§ Tasks to complete:
1/ From the excerpt on smiling and perceived age, list every main effect and interaction that the overall mixed ANOVA for Experiment 1b found to be significant.
2/ Answer these questions using the excerpt on smiling and perceived age:
(a) In Experiment 1b, for which face gender was a significant AES found in the middle-aged group?
(b) What did participants view in Experiment 1a?
(c) What do the error bars in the figure represent?
3/ Resume the excerpt on smiling and perceived age after its final sentence, adding one paragraph.

§ Excerpt to read:
----

Experiment 1b: eye region only
Mean perceived ages of neutral and smiling faces in the different age groups are presented in Fig. 3. As can be seen in the figure, the pattern of results for the eye region of the faces in Experiment 1b was different from the pattern of results observed for the entire faces in Experiment 1a. In particular, an aging effect of smiling (AES) was evident for the eye region in all age groups for both female and male faces.
The AES for the eye region of faces in different age groups (Experiment 1b). Smiling faces were perceived as older than neutral faces for both genders and in all age groups. Error bars represent standard errors of the mean.
A mixed ANOVA with gender, expression, and age group as the within-subject independent variables and with the participant’s gender as a between-subjects independent variable revealed main effects of age group [F(2,44) = 831.58, p < 0.001, ηp2 = 0.97] and of gender [F(1,22) = 28.82, p < 0.001, ηp2 = 0.57], indicating that overall, the eye region of female faces was perceived as younger than that of male faces across all age groups. More importantly, there was a main effect of expression [F(1,22) = 69.86, p < 0.001, ηp2 = 0.76], indicating that smiling faces were perceived as older than neutral faces. A significant interaction between expression and gender [F(1,22) = 25.17, p < 0.001, ηp2 = 0.53] indicated that overall, as in Experiment 1a, the AES for the eye region was larger for male compared to female faces. As in Experiment 1a, an interaction was found between age group and expression [F(2,44) = 7.72, p = 0.001, ηp2 = 0.26], due to the larger AES in young adults and in middle-aged adults compared to old adults. The interactions between age group and gender [F(2,44) = 1.25, p = 0.29, ηp2 = 0.05], and between age group, gender, and expression [F(2,44) = 2.81, p = 0.071, ηp2 = 0.11] were not significant.
Unlike in Experiment 1a, the effect of smiling on perceived age was robust in the different age groups. Specific comparisons showed significant AES in the young age group for both genders (F(1,22) = 52.85, p < 0.001 for female faces; F(1,22) = 59.3, p < 0.001 for male faces). A similar trend was found in the old adult group (F(1,22) = 3.86, p = 0.06 for female faces; F(1,22) = 6.04, p = 0.022, for male faces). Interestingly, the pattern of results for the eye region of middle-aged adults echoed that of the full faces of middle aged-adults in Experiment 1a. In particular, a significant AES was found for only for male faces [F(1,22) = 16.08, p < 0.001], but not for female faces [F(1,22) = 1.32, p = 0.26]. A significant interaction between gender and expression in the middle-aged group [F(1,22) = 12.31, p = 0.001] indicated differences in the AES between female and male faces within this age group.
Analysis across Experiments 1a and 1b
To test the idea even further that the AES is enhanced when participants view only the eye region of the face, we performed an additional between-subject analysis across Experiments 1a and 1b. A mixed ANOVA was performed on the data from the two experiments with gender, expression, and age group as the within-subject independent variables and with the participant’s gender and presentation format (full faces, Experiment 1a vs. eye region, Experiment 1b) as between-subject independent variables. Our focus was on the effects of expression and presentation format on average age perception, and for sake of brevity, we will not go into details in describing other effects and high-level interactions, as well as nonsignificant effects in this analysis.

----

[Rows from a box labeling dataset]

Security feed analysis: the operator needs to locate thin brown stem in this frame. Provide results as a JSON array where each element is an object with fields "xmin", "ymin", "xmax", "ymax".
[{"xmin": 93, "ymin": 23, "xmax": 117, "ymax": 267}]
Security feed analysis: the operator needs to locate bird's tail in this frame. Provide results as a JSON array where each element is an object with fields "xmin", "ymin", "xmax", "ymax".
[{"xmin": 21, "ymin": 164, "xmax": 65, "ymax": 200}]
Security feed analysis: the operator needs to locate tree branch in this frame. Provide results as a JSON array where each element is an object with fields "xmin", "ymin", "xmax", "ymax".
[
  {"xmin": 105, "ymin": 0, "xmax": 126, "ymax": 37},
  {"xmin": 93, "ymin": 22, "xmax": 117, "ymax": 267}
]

----

§ The answers:
1/
- Main effect of age group
- Main effect of gender
- Main effect of expression
- Interaction between expression and gender
- Interaction between age group and expression

2/
(a) Male faces.
(b) Full faces.
(c) Standard errors of the mean.

3/
The analysis revealed main effects of age group [F(2,100) = 3279.59, p < 0.001, ηp2 = 0.98], gender [F(1,50) = 25.11, p < 0.001, ηp2 = 0.33], and expression [F(1,50) = 76.73, p < 0.001, ηp2 = 0.61]. There was also a significant main effect of presentation format [F(1,50) = 10.34, p = 0.002, ηp2 = 0.17], with full faces perceived as younger than photos that include only the eye region of the face. More importantly, a significant interaction between presentation format and expression [F(1,50) = 76.73, p < 0.001, ηp2 = 0.61] indicated that the AES was overall larger in Experiment 1b in which only the eye region was presented, compared to the presentation of the entire face in Experiment 1a. As in Experiments 1a and 1b, there was a significant interaction between age group and expression [F(2,100) = 12.48, p < 0.001, ηp2 = 0.19], indicating larger AESs in the young adults and in middle-aged adults compared to old adults. The results of this analysis reinforce the notion that the AES is triggered by wrinkles around the region of the eyes.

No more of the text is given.